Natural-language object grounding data

▬▬▬▬▬▬

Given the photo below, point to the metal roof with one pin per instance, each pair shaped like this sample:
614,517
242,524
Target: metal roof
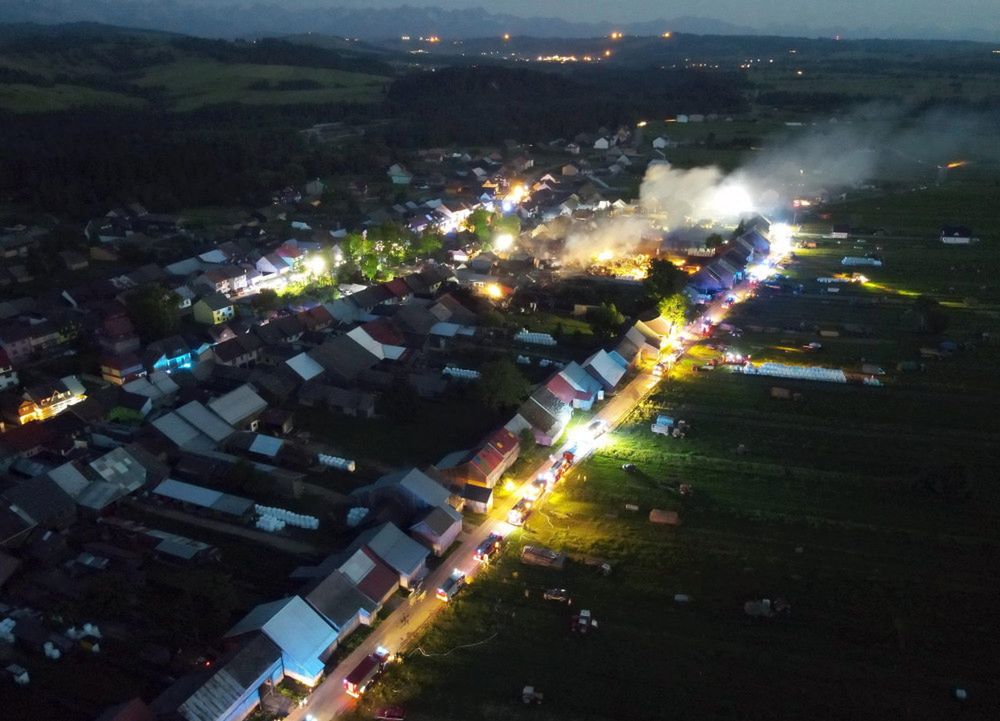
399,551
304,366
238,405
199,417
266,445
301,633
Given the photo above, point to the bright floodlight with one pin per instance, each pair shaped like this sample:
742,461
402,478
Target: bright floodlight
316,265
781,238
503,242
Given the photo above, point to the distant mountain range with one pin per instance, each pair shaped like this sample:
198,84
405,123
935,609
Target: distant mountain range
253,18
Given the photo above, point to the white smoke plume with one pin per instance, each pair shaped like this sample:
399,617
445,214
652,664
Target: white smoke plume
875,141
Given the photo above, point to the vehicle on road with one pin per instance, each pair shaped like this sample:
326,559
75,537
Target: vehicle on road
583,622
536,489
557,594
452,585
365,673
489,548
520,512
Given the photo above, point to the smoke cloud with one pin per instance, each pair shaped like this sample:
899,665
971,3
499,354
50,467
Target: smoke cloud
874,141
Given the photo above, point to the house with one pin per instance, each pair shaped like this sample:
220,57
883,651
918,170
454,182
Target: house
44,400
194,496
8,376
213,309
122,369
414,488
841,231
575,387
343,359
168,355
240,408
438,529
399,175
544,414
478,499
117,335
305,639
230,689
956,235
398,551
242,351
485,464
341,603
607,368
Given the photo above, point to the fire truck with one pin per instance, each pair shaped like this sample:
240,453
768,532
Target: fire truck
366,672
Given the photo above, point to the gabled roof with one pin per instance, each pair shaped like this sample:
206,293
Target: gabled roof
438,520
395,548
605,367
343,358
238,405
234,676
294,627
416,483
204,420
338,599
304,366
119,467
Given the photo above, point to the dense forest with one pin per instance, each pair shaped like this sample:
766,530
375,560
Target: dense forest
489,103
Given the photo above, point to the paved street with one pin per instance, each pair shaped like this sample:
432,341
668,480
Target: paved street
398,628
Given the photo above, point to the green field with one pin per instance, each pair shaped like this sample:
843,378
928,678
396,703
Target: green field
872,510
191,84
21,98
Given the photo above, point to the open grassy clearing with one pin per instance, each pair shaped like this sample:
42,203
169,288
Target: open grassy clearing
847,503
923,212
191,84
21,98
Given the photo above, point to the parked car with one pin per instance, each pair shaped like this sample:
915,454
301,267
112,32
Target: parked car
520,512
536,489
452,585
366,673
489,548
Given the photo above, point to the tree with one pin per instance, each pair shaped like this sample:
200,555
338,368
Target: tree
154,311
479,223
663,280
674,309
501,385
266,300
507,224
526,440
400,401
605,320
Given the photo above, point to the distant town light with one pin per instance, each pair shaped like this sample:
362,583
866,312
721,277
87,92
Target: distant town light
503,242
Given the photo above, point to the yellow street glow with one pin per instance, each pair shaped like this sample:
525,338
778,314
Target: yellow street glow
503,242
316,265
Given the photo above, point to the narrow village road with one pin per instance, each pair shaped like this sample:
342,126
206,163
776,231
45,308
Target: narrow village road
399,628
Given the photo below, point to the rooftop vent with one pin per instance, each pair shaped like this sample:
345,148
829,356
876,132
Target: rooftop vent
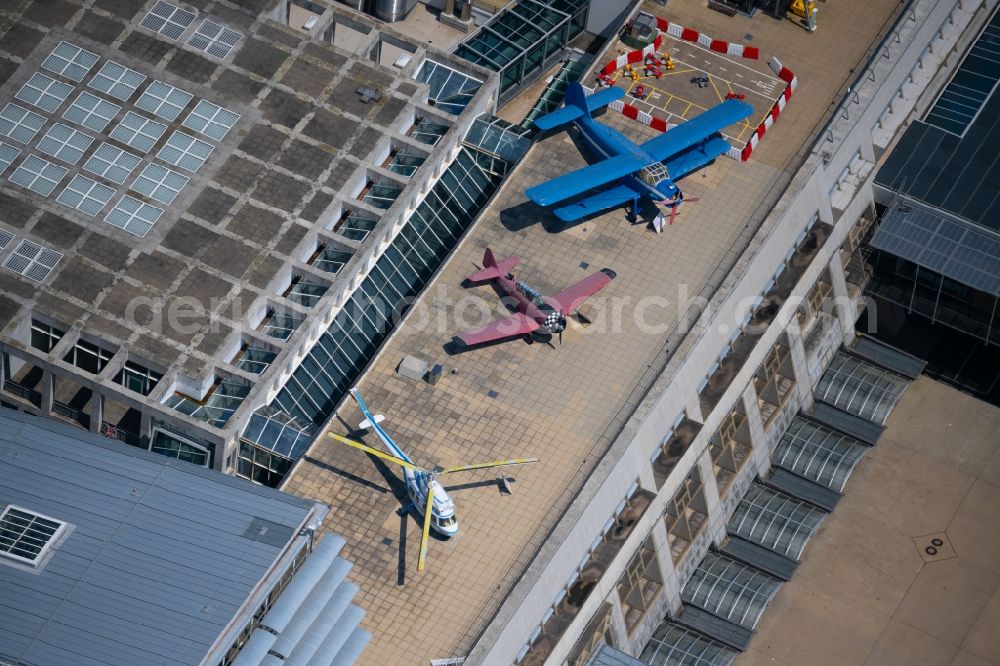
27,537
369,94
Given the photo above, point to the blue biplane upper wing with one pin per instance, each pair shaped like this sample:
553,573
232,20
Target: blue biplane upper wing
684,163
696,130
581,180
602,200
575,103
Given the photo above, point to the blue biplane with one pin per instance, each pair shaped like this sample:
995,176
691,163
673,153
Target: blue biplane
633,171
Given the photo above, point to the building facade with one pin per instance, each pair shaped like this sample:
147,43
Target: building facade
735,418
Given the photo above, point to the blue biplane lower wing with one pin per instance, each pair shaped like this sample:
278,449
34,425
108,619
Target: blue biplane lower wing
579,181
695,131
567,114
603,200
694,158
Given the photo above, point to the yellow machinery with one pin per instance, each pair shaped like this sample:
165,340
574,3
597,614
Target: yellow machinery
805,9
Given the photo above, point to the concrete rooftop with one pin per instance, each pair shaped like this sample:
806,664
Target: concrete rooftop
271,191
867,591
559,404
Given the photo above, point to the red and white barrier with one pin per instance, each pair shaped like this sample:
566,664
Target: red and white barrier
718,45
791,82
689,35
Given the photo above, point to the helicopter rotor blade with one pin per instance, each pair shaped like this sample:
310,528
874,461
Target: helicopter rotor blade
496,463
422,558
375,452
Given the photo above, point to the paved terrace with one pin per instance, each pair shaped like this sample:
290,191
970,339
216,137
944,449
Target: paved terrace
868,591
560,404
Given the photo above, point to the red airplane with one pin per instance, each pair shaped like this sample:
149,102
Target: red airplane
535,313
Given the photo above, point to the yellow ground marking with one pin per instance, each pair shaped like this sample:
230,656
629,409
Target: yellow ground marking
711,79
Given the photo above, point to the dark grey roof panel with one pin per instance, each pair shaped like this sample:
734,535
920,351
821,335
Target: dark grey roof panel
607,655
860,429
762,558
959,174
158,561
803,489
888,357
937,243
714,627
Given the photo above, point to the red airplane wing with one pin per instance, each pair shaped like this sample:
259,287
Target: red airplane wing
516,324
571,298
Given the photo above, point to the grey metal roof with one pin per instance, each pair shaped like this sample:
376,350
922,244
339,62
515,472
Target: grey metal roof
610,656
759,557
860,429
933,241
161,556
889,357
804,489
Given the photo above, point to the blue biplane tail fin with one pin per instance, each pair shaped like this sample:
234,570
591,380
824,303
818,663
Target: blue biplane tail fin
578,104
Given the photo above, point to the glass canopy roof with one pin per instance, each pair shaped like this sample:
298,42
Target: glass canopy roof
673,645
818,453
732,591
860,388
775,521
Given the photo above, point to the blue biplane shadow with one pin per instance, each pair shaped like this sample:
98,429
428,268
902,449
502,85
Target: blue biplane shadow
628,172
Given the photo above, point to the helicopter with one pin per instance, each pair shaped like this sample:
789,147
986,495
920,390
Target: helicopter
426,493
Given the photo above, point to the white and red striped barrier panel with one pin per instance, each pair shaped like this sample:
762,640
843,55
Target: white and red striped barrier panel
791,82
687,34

▬▬▬▬▬▬

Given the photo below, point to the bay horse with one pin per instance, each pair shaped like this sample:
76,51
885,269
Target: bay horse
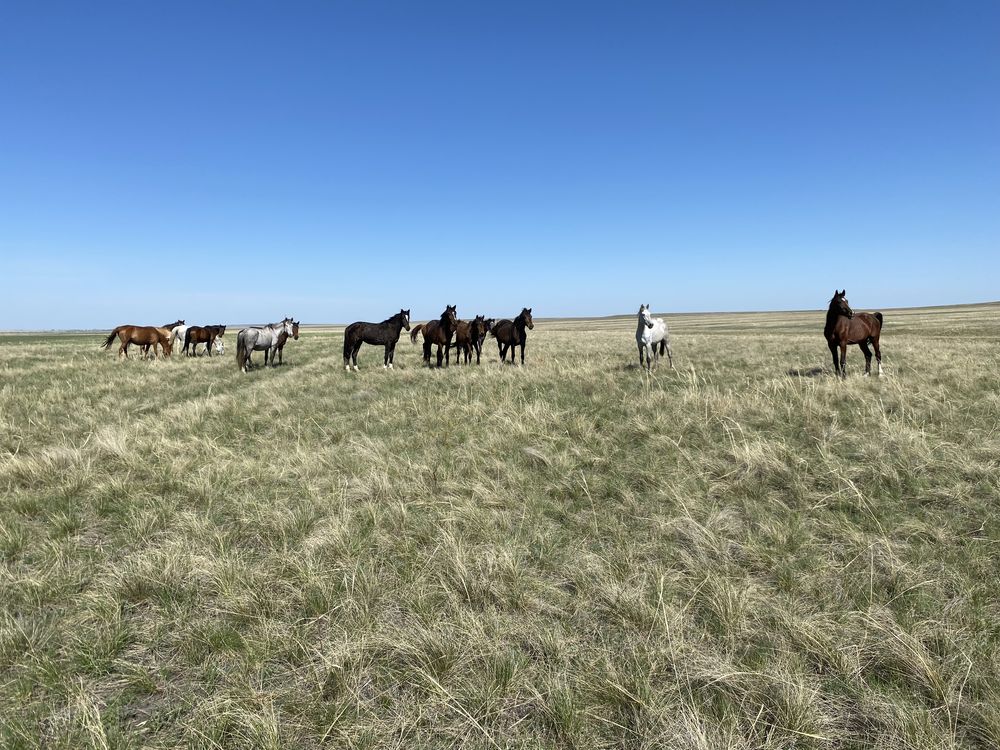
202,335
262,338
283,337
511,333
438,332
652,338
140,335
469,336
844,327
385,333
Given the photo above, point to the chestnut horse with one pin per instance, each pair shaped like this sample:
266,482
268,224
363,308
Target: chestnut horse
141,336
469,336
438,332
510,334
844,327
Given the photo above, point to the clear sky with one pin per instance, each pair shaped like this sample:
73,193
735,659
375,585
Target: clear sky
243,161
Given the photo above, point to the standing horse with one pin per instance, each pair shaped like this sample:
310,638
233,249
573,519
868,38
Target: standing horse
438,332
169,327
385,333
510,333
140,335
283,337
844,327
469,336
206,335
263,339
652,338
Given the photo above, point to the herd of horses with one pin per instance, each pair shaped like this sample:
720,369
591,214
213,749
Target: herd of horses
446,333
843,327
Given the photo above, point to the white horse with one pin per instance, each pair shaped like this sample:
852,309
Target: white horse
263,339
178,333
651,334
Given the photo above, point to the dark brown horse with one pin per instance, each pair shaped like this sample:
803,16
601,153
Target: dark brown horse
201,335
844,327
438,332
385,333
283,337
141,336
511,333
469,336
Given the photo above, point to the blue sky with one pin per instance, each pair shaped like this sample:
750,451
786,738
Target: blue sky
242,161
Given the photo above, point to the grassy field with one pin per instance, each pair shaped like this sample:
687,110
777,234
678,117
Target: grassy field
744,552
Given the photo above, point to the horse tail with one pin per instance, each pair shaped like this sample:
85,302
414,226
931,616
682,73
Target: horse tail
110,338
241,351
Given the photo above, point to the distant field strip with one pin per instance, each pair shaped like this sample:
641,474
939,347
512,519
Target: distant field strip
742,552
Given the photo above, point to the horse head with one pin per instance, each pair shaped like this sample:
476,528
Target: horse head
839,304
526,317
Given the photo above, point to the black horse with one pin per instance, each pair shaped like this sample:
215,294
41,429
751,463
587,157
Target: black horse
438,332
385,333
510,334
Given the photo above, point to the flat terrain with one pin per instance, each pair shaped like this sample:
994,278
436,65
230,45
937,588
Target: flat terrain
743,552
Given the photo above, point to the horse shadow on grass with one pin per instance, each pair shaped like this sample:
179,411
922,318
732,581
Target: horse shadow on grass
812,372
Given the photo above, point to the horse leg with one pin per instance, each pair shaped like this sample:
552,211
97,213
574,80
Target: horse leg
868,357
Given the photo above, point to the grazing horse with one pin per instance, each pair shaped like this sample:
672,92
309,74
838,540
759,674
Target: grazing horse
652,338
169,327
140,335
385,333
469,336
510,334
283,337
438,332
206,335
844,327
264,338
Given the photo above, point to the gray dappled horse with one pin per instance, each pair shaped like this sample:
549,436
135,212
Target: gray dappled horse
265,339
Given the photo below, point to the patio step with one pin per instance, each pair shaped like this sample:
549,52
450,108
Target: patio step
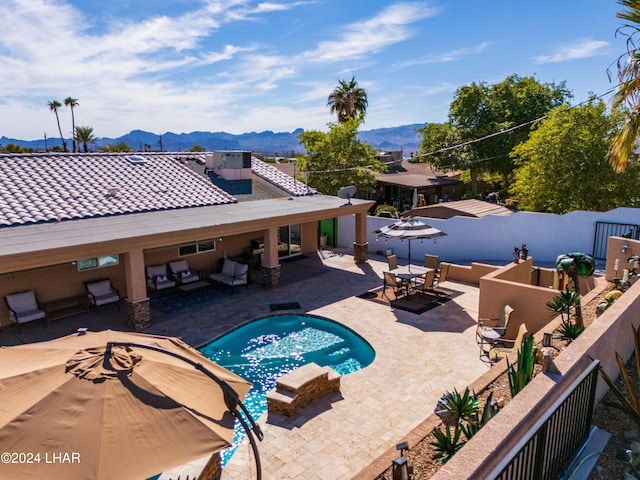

▬▬▬▬▬▬

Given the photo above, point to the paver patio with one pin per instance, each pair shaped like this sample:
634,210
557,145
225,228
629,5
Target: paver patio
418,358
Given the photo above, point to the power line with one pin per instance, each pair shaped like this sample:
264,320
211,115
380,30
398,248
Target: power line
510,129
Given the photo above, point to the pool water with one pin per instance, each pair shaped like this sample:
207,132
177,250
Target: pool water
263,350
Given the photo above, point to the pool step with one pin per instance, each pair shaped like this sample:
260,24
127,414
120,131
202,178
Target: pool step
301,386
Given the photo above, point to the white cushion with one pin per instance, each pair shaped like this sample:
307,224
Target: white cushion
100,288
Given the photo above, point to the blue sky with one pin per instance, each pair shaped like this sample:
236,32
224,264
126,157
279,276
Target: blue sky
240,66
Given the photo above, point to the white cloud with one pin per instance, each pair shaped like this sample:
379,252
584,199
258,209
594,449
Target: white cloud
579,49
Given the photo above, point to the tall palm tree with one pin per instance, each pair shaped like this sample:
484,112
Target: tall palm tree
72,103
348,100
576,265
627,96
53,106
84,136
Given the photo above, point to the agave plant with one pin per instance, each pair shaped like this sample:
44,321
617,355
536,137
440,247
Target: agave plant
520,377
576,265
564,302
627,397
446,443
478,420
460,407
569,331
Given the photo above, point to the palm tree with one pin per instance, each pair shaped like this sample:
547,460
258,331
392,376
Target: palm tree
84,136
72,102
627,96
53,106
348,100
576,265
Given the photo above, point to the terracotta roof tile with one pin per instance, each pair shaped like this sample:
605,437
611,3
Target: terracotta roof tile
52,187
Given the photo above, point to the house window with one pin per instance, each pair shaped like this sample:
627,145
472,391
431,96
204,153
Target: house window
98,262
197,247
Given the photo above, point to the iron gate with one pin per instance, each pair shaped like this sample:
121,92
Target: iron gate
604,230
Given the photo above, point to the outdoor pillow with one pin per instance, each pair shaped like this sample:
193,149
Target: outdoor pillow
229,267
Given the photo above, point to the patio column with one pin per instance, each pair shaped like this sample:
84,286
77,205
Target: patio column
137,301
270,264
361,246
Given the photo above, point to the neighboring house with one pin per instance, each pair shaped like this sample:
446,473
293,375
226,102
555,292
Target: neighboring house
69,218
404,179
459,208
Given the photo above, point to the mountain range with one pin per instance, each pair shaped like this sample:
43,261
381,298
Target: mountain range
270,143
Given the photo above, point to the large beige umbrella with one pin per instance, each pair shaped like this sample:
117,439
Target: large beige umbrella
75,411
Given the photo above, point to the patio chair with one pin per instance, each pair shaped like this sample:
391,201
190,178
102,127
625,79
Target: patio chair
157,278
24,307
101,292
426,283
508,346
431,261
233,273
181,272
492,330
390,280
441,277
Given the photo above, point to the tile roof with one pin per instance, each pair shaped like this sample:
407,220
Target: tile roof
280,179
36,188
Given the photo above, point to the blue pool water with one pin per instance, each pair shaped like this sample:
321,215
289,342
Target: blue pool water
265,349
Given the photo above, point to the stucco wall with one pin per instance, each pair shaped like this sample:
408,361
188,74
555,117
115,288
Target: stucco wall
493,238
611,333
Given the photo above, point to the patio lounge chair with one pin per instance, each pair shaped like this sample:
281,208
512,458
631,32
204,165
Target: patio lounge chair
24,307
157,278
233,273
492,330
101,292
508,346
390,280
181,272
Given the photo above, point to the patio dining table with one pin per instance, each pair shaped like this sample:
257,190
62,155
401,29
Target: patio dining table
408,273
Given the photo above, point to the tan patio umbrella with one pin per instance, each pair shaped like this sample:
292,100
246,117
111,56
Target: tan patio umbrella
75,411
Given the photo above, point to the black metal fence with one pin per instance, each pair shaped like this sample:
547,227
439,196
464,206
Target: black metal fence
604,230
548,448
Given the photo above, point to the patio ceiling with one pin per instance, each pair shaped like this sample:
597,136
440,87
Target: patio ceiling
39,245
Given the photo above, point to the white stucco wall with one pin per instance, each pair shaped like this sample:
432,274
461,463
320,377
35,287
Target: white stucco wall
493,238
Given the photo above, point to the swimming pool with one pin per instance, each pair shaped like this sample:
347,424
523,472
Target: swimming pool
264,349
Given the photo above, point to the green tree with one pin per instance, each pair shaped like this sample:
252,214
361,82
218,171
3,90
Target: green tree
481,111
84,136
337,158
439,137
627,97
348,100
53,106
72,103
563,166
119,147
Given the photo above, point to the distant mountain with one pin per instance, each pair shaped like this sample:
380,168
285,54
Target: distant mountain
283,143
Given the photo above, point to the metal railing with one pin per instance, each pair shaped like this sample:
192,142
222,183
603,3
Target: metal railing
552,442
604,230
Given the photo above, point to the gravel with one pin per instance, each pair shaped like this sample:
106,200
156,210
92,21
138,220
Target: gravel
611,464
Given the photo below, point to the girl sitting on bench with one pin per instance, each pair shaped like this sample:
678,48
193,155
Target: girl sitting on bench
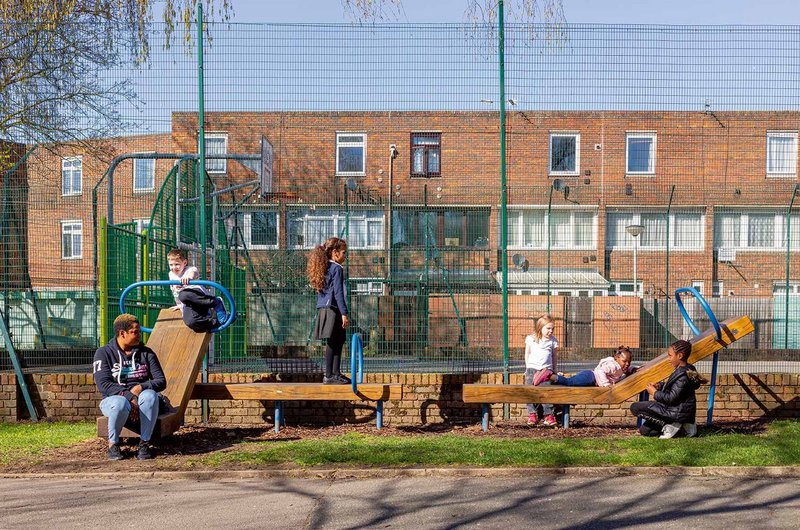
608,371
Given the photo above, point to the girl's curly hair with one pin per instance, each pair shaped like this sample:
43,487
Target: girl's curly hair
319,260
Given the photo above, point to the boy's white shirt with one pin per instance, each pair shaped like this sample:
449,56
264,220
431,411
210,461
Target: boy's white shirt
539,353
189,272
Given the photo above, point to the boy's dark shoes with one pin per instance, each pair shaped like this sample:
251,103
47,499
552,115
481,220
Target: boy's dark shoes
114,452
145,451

▬▬▬▬▬▬

## Try it
Write out each line above containing "below".

## Result of this task
Given the photo below, point to the metal roof with one pin per instance, each pair shaped like this sample:
Given the photo below, point to the rooftop vent with one pin per instance, each pair shaped like this sample:
Given the photo below, point to the bay horse with one pin per instance, each pair shaped like this sample:
Given the photo below, point to the patio step with one pin per instance, each pair shaped like this sample:
Given the photo below, point to the girl sitting on bench with one pin per instance, each pair shaped like this sample:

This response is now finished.